> [Exercise objective] Find the line with "Target: man's left hand" and the line with "Format sample: [36, 142]" in the entries below; output exactly those two lines, every line between them, and no others.

Referring expression pointing data
——
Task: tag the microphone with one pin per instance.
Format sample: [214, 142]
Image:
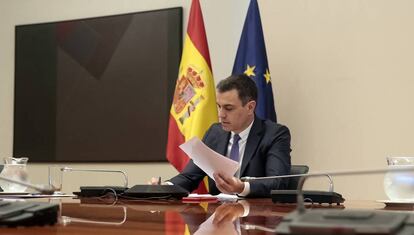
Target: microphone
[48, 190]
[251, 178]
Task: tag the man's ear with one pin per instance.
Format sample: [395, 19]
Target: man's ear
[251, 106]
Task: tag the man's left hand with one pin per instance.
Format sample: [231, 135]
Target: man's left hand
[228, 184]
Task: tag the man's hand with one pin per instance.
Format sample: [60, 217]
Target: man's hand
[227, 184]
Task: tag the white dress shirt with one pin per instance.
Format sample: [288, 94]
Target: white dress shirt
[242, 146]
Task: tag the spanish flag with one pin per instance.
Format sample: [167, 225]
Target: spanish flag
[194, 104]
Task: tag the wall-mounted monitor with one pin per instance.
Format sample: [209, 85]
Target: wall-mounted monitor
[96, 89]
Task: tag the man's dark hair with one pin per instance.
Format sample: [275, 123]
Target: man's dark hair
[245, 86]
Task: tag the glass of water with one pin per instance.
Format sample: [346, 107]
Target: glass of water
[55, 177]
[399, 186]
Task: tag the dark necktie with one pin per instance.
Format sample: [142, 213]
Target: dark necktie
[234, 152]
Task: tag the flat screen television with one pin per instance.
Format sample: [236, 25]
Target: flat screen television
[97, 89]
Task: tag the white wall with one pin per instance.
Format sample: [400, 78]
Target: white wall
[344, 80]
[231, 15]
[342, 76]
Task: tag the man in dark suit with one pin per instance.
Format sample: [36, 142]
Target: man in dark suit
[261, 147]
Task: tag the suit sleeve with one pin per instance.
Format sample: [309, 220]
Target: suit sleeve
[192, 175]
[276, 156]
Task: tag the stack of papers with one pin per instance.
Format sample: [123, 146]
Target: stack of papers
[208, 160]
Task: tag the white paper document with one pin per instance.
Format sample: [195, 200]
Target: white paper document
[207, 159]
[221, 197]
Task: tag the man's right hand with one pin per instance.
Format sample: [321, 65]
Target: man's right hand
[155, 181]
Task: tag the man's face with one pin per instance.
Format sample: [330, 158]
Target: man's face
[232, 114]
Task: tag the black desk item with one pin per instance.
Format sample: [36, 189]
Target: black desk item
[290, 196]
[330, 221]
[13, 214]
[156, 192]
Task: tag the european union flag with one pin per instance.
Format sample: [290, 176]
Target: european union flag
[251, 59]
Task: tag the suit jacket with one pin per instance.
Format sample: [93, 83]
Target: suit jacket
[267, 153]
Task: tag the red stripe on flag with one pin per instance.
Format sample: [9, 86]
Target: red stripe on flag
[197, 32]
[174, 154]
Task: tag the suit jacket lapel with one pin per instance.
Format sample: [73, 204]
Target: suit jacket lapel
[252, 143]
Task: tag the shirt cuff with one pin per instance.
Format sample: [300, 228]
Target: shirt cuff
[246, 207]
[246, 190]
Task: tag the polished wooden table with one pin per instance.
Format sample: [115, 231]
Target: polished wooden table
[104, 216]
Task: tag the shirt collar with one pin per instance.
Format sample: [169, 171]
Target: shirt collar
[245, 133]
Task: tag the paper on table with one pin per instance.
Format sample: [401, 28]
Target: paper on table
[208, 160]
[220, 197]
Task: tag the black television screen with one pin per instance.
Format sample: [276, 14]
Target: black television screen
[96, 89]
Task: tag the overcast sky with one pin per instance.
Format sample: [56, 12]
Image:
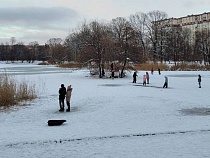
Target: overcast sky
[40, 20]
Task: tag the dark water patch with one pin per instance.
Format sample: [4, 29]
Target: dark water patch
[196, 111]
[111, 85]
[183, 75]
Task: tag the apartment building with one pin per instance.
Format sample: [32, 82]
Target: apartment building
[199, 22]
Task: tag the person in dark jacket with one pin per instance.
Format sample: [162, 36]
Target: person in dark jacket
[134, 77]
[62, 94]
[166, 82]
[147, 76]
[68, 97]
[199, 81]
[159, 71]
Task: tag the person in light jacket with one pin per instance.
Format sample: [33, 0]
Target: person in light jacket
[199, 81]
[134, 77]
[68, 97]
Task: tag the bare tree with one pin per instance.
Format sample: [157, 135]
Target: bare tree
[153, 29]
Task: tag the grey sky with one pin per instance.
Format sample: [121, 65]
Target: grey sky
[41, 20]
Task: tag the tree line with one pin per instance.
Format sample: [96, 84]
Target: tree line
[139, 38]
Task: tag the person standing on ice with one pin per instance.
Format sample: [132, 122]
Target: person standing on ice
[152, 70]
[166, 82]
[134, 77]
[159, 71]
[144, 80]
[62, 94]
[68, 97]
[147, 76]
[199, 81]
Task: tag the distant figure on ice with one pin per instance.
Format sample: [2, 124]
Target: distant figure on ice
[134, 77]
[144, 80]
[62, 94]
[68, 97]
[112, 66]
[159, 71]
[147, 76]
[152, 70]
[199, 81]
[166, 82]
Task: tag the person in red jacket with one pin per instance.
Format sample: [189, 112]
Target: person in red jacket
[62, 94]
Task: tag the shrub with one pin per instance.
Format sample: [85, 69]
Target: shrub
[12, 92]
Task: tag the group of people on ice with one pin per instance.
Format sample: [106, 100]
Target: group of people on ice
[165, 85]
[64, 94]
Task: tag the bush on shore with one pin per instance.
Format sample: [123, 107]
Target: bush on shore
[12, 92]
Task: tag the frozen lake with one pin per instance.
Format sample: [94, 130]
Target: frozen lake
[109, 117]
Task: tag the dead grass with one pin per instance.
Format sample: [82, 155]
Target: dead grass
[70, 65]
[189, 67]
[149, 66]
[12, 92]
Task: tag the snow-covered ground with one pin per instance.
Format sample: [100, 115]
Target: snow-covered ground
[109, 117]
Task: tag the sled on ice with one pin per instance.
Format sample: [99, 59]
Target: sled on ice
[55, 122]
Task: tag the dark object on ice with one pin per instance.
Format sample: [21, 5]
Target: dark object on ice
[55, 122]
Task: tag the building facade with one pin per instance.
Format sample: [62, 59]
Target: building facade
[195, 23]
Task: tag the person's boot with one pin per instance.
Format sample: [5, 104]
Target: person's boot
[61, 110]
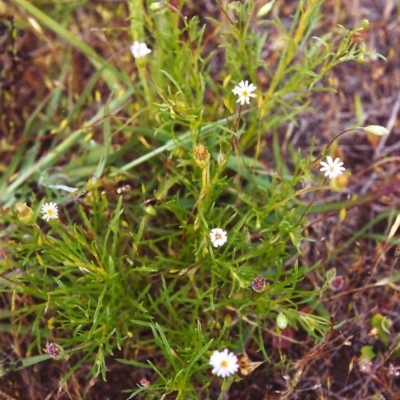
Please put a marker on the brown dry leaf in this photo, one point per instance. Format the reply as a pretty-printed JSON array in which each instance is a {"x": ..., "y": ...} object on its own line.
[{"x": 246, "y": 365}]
——
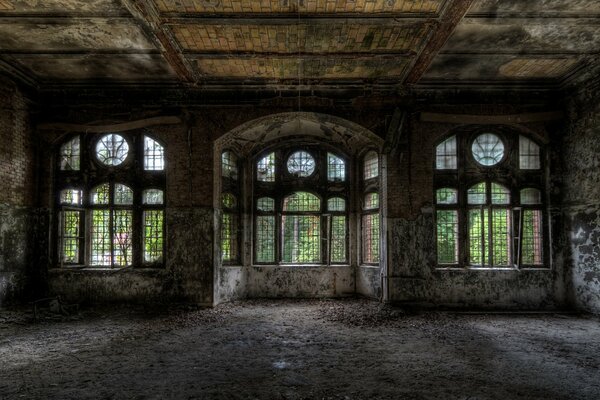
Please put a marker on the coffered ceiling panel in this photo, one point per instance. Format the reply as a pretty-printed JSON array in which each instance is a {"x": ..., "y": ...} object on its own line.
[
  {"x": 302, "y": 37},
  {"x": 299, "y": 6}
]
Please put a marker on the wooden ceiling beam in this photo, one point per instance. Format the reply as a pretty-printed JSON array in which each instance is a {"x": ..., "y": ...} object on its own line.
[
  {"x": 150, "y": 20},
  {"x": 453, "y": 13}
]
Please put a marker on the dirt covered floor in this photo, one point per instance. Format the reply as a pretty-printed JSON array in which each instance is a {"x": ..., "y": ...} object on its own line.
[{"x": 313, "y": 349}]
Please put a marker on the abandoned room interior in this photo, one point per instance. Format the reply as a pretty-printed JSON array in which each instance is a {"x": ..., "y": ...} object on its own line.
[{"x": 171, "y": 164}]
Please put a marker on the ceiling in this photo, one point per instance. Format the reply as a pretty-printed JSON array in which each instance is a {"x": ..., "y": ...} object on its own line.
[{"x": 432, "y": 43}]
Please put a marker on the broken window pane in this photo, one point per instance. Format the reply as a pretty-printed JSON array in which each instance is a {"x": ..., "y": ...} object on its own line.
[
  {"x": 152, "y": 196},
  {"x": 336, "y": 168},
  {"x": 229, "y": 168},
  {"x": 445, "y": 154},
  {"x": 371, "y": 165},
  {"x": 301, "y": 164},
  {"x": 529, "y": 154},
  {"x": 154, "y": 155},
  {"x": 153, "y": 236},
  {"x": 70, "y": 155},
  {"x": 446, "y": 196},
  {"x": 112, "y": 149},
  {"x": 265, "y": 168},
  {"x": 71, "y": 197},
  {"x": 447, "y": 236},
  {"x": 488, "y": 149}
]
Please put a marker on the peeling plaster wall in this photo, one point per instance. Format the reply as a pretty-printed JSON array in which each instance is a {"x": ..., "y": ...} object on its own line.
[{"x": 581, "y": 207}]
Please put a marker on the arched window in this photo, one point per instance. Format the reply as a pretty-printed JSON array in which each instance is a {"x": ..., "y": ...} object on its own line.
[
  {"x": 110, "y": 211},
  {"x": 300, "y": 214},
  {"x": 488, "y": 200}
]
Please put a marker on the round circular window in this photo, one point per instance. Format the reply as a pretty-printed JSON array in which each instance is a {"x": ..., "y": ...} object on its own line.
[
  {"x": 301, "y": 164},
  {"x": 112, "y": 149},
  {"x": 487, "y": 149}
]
——
> [Solution to this problem]
Target: man's left hand
[228, 184]
Task: tag the man's hand with one pin per instance.
Format sample: [60, 217]
Target: man's hand
[227, 184]
Task: tag the white dress shirt with one pin per instance.
Format sample: [288, 94]
Target: white dress shirt
[242, 146]
Task: tag the spanish flag with one pin per instance.
Format sample: [167, 225]
Target: spanish flag
[194, 104]
Task: tag the wall-mounted monitor with one pin per instance.
Format sample: [209, 85]
Target: wall-mounted monitor
[96, 89]
Task: tag the man's dark hair with one pin per instance.
Format sample: [275, 123]
Target: man's dark hair
[245, 86]
Task: tag the glass of water with one pin per instance.
Format sample: [346, 107]
Target: glass of water
[55, 177]
[399, 186]
Task: tag the dark necktie with one pin per instance.
Format sample: [142, 213]
Target: dark necktie
[234, 152]
Task: tag the flat screen television with one pin per instance.
Format sample: [236, 25]
Target: flat screen television
[97, 89]
Task: tag the white wall with one pin per instance.
Format sample: [400, 78]
Target: white wall
[344, 80]
[231, 15]
[342, 76]
Task: tag the man in dark suit with one pin per instance.
Format sample: [36, 142]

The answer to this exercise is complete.